• INSTRUCTION: Copy out the whole passage below about the thorn in Wright's knee, word for word.

• EXCERPT PROVIDED:

The culprit, it turns out, was a thorn, although quite how it got lodged in his knee is still a mystery.
"It was kind of a freak way it must have gone in. We think on the apex of a corner I must have clipped a bush, but I didn’t feel like I did, but I must have done at the perfect angle. And 10 days later, out pops this little thorn.
Wright says that he can "reflect on it in a funny way", and while it could well have turned out much worse, it did still have a knock-on effect on his season. A course of antibiotics running through a body on the mend from a training camp put Wright on the back foot, and it snowballed from there, with plenty of crashes and illnesses.
"Nowadays, once you lost that consistency, it’s really hard to get back to the top level."
As such, Wright describes his Classics campaign as a "write-off". Previously a top-10 finisher in the cobbled Monuments, he was a bit-part player this time around in his first big personal target with his new team. .
"I just got my head kicked in, basically. And you know, sometimes in terms of shape that can be a good thing, but mentally it wasn't the easiest thing."

• ITEMS:
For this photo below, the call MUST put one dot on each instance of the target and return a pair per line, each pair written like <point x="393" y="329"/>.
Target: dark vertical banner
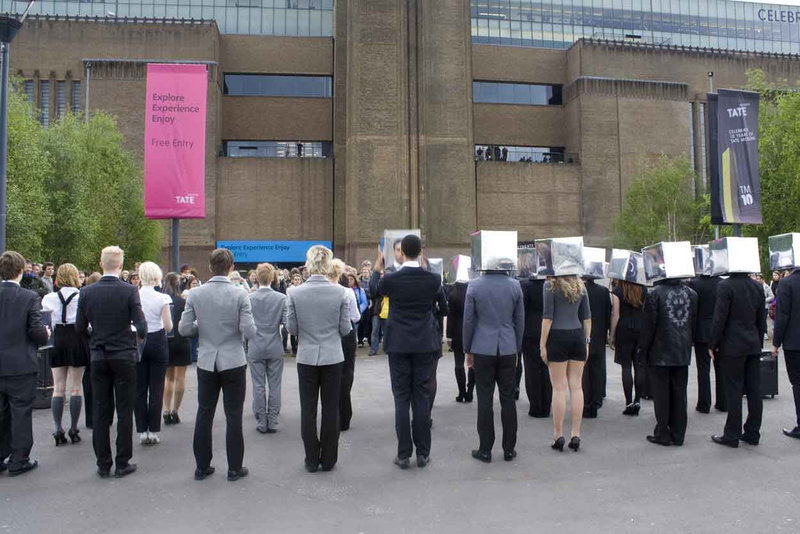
<point x="733" y="153"/>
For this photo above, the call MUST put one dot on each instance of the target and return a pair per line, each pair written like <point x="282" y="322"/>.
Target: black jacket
<point x="787" y="313"/>
<point x="600" y="304"/>
<point x="21" y="330"/>
<point x="706" y="289"/>
<point x="739" y="317"/>
<point x="532" y="297"/>
<point x="111" y="306"/>
<point x="411" y="326"/>
<point x="670" y="312"/>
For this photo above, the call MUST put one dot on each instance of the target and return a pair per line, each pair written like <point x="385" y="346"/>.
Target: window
<point x="516" y="93"/>
<point x="278" y="85"/>
<point x="278" y="149"/>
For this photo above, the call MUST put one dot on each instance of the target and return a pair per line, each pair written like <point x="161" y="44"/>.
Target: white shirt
<point x="152" y="304"/>
<point x="52" y="303"/>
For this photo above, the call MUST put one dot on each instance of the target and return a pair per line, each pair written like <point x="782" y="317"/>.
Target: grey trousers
<point x="267" y="373"/>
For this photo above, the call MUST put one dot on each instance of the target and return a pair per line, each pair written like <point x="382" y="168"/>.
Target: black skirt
<point x="71" y="349"/>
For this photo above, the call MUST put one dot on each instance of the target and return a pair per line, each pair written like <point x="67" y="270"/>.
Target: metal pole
<point x="3" y="145"/>
<point x="175" y="262"/>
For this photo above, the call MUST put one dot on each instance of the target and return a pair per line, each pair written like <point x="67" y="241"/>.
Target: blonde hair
<point x="265" y="273"/>
<point x="111" y="258"/>
<point x="67" y="276"/>
<point x="319" y="260"/>
<point x="570" y="286"/>
<point x="150" y="274"/>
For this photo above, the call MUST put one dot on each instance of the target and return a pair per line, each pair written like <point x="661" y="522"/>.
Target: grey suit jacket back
<point x="318" y="313"/>
<point x="220" y="314"/>
<point x="494" y="316"/>
<point x="269" y="313"/>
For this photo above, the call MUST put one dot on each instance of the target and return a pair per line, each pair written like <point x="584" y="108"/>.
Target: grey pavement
<point x="616" y="483"/>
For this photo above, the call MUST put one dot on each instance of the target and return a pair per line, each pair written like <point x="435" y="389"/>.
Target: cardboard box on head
<point x="734" y="255"/>
<point x="494" y="250"/>
<point x="668" y="261"/>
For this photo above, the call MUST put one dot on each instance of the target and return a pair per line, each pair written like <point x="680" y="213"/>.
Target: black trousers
<point x="16" y="424"/>
<point x="500" y="370"/>
<point x="349" y="346"/>
<point x="704" y="379"/>
<point x="411" y="374"/>
<point x="793" y="369"/>
<point x="320" y="383"/>
<point x="233" y="384"/>
<point x="668" y="387"/>
<point x="465" y="379"/>
<point x="113" y="385"/>
<point x="743" y="375"/>
<point x="150" y="372"/>
<point x="537" y="379"/>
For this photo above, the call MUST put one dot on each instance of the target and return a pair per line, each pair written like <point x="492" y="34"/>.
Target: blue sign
<point x="271" y="251"/>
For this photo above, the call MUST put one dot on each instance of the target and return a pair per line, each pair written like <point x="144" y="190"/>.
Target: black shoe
<point x="124" y="471"/>
<point x="74" y="436"/>
<point x="655" y="440"/>
<point x="201" y="474"/>
<point x="30" y="466"/>
<point x="402" y="463"/>
<point x="233" y="476"/>
<point x="485" y="457"/>
<point x="728" y="442"/>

• WRITTEN SOLUTION:
The culprit, it turns out, was a thorn, although quite how it got lodged in his knee is still a mystery.
"It was kind of a freak way it must have gone in. We think on the apex of a corner I must have clipped a bush, but I didn’t feel like I did, but I must have done at the perfect angle. And 10 days later, out pops this little thorn.
Wright says that he can "reflect on it in a funny way", and while it could well have turned out much worse, it did still have a knock-on effect on his season. A course of antibiotics running through a body on the mend from a training camp put Wright on the back foot, and it snowballed from there, with plenty of crashes and illnesses.
"Nowadays, once you lost that consistency, it’s really hard to get back to the top level."
As such, Wright describes his Classics campaign as a "write-off". Previously a top-10 finisher in the cobbled Monuments, he was a bit-part player this time around in his first big personal target with his new team. .
"I just got my head kicked in, basically. And you know, sometimes in terms of shape that can be a good thing, but mentally it wasn't the easiest thing."